## Selected text
#####
This hasn’t been an overnight development. It’s really been building since, oh, probably July, one month into McKoon’s term as Republican Chair. That’s when local GOP efforts to enlist McKoon’s help resolving a matter regarding who would rightfully sit on the Forsyth County Board of Elections, demonstrated that McKoon and his emissaries, ostensibly trying to help justice prevail, were not helping that purpose at all, but simply helping to run out the clock, ensuring the establishment individual, unlawfully appointed to that seat, would ultimately be sworn in.
Then came September, and the revelation that Chairman Josh McKoon was not really heading up a political party as its chairman, but instead heading up a corporation as its CEO. That was a shock. I’m still working on all that. As I pursued my deep dive into that revelation, once again, I discovered Josh McKoon was not interested in normal matters a dedicated party chair would find important. Instead, he appeared more interested in protecting the corporation, the Georgia Republican Party Corporation. I have written extensively on that subject, and do not want to get bogged down slaying the same dragon here. If you have not read those articles, please start with the one entitled, “Kemp’s Ultimate Goals Now Coming Into View-Privatization of Georgia’s election processes,” and read forward. The fact that the elected Chairman of the Georgia Republican Party is unmoved that the party for which he was elected, according to all available information, is and has been non-compliant with respect to Georgia law since 2015, should set off alarms. And the fact that neither the Secretary of State nor the Georgia Archives will provide any records of the Georgia Republican Party, dating back to the the dawn of time, is also alarming, and should be to all Republicans, certainly the party’s head man.
Something is up, friends. And it looks very much like grass-roots Republicans have been snookered…again.
Everyone will remember how the “snooker of all snookers,” Governor Brian Kemp, double-crossed President Donald Trump, selecting billionairess and heavy-contributor Kelly Loeffler to succeed the late Johnny Isakson, to work against Trump in the US Senate. And everyone will remember the governor certifying an obviously stolen election in 2020, an election about which he expressed deep concern, right up to the time he signed his name on the order. Did the Kemp double-cross of Trump start with those two events? Likely not. Those episodes appear planned well in advance. The first double cross may have been Senator David Perdue pleading for President Trump to endorse Kemp in the 2018 primary. Trump did, Kemp won the primary and took the governor’s seat. Now that we know of all the Kemp double-crosses against Trump, it appears increasingly obvious that Perdue may have been put up to the task of asking Trump for the Kemp endorsement. Thus, the original double-cross could easily have been by Perdue, which ultimately set up the 2020 election fraud, placing Biden in the White House, tilting the world on its axis. Anyone seen David Perdue lately?
#####
(Saved items)
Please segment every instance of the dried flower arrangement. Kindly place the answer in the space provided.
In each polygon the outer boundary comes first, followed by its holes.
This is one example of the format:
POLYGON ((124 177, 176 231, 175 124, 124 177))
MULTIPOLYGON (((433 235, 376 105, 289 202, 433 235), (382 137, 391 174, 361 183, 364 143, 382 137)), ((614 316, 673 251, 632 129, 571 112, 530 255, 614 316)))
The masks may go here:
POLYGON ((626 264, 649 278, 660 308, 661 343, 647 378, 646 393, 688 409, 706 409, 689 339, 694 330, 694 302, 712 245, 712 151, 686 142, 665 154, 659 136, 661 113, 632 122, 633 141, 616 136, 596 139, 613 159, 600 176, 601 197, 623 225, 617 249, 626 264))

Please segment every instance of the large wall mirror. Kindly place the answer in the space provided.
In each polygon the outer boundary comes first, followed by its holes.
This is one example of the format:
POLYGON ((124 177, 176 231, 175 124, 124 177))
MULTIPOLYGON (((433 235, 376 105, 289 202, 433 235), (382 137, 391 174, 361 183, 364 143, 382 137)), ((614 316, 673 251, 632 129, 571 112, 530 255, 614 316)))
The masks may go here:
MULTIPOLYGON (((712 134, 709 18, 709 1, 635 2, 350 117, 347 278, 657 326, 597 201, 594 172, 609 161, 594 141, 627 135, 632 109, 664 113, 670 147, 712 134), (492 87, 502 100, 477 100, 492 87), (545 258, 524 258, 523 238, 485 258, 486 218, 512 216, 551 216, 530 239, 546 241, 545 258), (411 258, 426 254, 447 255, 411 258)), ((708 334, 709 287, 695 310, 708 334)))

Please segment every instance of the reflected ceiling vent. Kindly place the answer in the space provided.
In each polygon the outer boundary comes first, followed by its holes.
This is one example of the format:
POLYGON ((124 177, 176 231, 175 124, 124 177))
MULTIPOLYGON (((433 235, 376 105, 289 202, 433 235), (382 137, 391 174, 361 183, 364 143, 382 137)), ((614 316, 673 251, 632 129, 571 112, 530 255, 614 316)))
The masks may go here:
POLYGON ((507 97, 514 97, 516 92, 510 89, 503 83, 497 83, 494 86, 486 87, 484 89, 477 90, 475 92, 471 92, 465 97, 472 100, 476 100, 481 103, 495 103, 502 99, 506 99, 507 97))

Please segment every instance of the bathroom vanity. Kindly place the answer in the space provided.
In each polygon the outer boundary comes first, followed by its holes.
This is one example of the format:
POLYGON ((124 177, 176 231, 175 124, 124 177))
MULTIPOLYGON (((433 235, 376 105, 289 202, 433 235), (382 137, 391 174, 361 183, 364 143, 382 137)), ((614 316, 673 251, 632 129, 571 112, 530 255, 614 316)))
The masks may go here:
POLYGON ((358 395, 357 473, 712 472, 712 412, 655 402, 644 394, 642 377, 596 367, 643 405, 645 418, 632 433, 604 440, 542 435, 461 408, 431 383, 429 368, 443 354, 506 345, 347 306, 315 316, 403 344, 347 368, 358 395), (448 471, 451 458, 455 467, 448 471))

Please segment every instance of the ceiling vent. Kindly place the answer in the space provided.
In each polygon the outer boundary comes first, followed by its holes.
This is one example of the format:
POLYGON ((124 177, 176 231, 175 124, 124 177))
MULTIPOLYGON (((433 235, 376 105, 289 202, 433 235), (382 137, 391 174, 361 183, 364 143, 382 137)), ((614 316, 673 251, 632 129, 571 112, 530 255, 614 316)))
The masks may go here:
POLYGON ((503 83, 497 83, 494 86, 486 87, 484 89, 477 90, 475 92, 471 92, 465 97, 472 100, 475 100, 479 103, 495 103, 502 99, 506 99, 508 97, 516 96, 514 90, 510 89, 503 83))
#####
## Tasks to complete
[1] Please copy the passage on Josh McKoon word for word, starting with "This hasn’t been" and going on through "be sworn in.".
[2] In the passage on Josh McKoon, whom did Governor Brian Kemp select to succeed the late Johnny Isakson?

## Answers given
[1]
This hasn’t been an overnight development. It’s really been building since, oh, probably July, one month into McKoon’s term as Republican Chair. That’s when local GOP efforts to enlist McKoon’s help resolving a matter regarding who would rightfully sit on the Forsyth County Board of Elections, demonstrated that McKoon and his emissaries, ostensibly trying to help justice prevail, were not helping that purpose at all, but simply helping to run out the clock, ensuring the establishment individual, unlawfully appointed to that seat, would ultimately be sworn in.

[2] Kelly Loeffler